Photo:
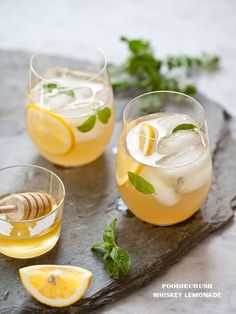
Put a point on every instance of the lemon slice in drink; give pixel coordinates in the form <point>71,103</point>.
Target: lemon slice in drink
<point>50,132</point>
<point>147,138</point>
<point>55,285</point>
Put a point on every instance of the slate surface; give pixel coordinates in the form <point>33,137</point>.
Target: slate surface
<point>90,204</point>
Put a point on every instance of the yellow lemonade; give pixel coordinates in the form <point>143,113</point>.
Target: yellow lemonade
<point>163,167</point>
<point>29,238</point>
<point>71,120</point>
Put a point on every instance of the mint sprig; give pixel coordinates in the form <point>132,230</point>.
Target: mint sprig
<point>184,126</point>
<point>49,87</point>
<point>70,93</point>
<point>88,124</point>
<point>140,183</point>
<point>145,71</point>
<point>117,260</point>
<point>104,114</point>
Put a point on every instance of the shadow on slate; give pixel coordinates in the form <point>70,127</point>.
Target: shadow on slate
<point>91,197</point>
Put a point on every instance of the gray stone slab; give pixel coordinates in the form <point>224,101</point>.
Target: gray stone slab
<point>90,204</point>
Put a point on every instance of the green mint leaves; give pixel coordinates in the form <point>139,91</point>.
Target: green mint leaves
<point>103,116</point>
<point>88,124</point>
<point>70,93</point>
<point>140,183</point>
<point>117,260</point>
<point>145,71</point>
<point>185,126</point>
<point>51,86</point>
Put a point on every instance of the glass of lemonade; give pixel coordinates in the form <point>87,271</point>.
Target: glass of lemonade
<point>163,165</point>
<point>70,112</point>
<point>30,237</point>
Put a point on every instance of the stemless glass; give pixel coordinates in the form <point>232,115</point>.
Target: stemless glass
<point>32,237</point>
<point>70,111</point>
<point>163,166</point>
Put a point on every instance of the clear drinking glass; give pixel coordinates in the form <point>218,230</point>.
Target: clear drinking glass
<point>70,112</point>
<point>31,237</point>
<point>163,166</point>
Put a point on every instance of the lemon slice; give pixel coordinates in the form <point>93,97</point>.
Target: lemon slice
<point>147,138</point>
<point>55,285</point>
<point>124,164</point>
<point>50,132</point>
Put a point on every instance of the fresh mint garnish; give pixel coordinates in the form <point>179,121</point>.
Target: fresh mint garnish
<point>140,183</point>
<point>144,70</point>
<point>117,260</point>
<point>87,125</point>
<point>70,93</point>
<point>104,114</point>
<point>185,126</point>
<point>49,87</point>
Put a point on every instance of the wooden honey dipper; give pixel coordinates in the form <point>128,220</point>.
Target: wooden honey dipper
<point>26,206</point>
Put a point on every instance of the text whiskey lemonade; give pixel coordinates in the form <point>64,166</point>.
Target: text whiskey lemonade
<point>72,119</point>
<point>163,167</point>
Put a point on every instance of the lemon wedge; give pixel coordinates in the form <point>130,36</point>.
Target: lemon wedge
<point>50,132</point>
<point>147,138</point>
<point>55,285</point>
<point>123,165</point>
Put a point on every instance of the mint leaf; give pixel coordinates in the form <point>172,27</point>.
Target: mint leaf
<point>185,126</point>
<point>140,183</point>
<point>104,114</point>
<point>122,258</point>
<point>111,266</point>
<point>70,93</point>
<point>100,246</point>
<point>87,125</point>
<point>117,261</point>
<point>49,87</point>
<point>109,235</point>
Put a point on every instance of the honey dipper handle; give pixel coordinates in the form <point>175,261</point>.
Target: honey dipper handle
<point>8,209</point>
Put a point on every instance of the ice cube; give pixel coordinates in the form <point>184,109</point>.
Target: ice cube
<point>83,93</point>
<point>196,180</point>
<point>165,194</point>
<point>56,101</point>
<point>187,155</point>
<point>169,121</point>
<point>103,95</point>
<point>176,142</point>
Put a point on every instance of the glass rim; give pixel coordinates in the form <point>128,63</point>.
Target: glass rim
<point>46,170</point>
<point>197,129</point>
<point>127,125</point>
<point>38,52</point>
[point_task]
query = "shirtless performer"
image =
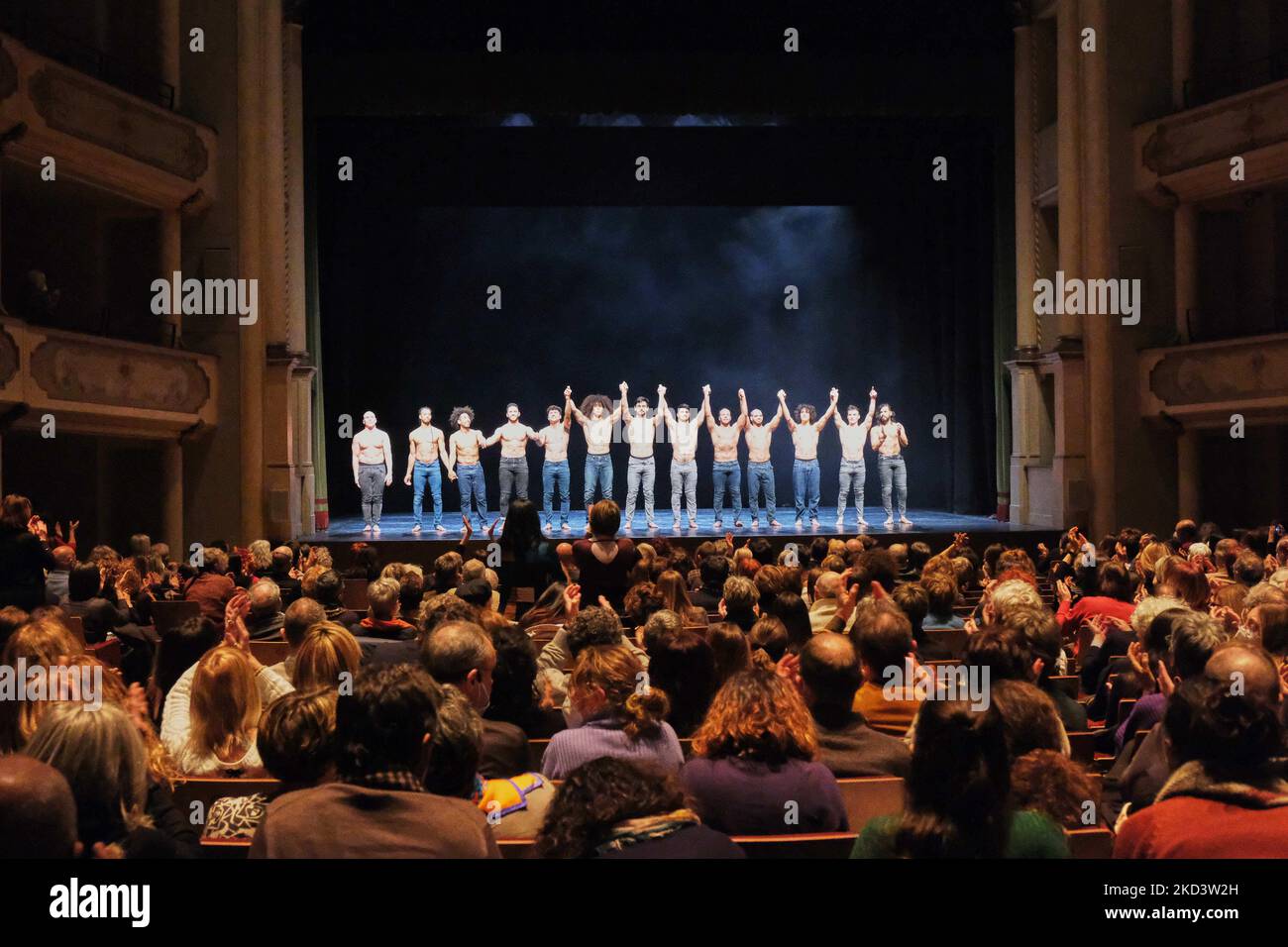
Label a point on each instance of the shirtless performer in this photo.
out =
(805, 432)
(760, 470)
(725, 470)
(683, 431)
(463, 463)
(889, 438)
(554, 471)
(514, 455)
(373, 470)
(426, 449)
(854, 438)
(640, 433)
(596, 418)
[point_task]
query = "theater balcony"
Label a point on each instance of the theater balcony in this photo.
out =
(1203, 384)
(102, 134)
(1185, 158)
(55, 381)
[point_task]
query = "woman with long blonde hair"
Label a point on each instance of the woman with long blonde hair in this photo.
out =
(46, 643)
(104, 761)
(675, 596)
(213, 711)
(327, 651)
(621, 715)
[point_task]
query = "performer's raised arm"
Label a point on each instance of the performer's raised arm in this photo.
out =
(831, 410)
(621, 410)
(784, 411)
(778, 416)
(572, 410)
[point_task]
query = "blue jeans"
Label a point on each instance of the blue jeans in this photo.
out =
(514, 480)
(599, 472)
(554, 474)
(805, 486)
(728, 475)
(853, 474)
(469, 478)
(684, 482)
(423, 472)
(894, 475)
(640, 471)
(760, 476)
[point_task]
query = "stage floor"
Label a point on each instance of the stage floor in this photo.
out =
(398, 526)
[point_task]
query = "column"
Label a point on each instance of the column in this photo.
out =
(1188, 466)
(1099, 263)
(1186, 265)
(1183, 50)
(171, 484)
(1069, 153)
(170, 262)
(1025, 320)
(171, 44)
(250, 137)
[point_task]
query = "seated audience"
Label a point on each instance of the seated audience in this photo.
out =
(829, 677)
(755, 768)
(377, 806)
(101, 754)
(1227, 796)
(883, 637)
(684, 668)
(460, 654)
(618, 716)
(957, 795)
(38, 810)
(515, 805)
(613, 808)
(296, 742)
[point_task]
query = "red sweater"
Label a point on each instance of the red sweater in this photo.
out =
(1193, 827)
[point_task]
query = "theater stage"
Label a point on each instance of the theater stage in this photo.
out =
(398, 543)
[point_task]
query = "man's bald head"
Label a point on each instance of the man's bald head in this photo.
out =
(829, 671)
(1248, 667)
(38, 812)
(828, 585)
(266, 598)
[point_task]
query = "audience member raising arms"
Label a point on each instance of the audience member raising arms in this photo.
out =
(613, 808)
(957, 795)
(621, 715)
(754, 770)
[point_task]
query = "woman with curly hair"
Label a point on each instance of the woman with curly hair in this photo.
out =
(621, 715)
(612, 808)
(1227, 797)
(755, 768)
(957, 795)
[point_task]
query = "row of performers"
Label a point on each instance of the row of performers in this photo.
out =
(374, 459)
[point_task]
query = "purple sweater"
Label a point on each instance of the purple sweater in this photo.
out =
(747, 797)
(604, 737)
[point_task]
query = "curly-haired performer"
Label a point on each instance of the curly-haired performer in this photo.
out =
(596, 418)
(805, 468)
(889, 438)
(463, 463)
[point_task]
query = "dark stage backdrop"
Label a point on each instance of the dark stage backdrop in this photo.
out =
(894, 279)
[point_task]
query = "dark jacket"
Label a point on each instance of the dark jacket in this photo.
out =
(24, 560)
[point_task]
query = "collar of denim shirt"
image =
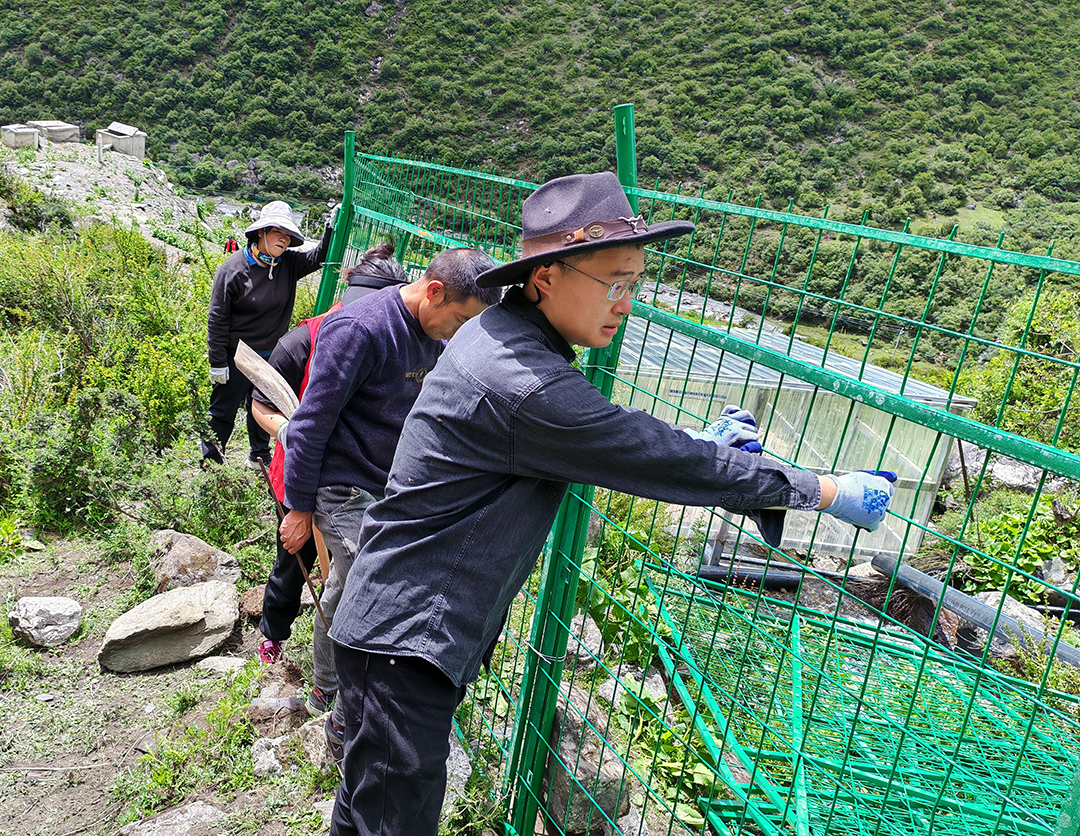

--------

AIM OF THE TASK
Gather each line in the records above that contains the string "slate", and copy every such line in full.

OUTPUT OF THE EXERCISE
Put a point on every instance of the slate surface; give pixel coordinates in the form <point>33,137</point>.
Target: slate surface
Put a point on every instance of the shadow on slate; give pixel coordinates in the form <point>70,127</point>.
Target: shadow on slate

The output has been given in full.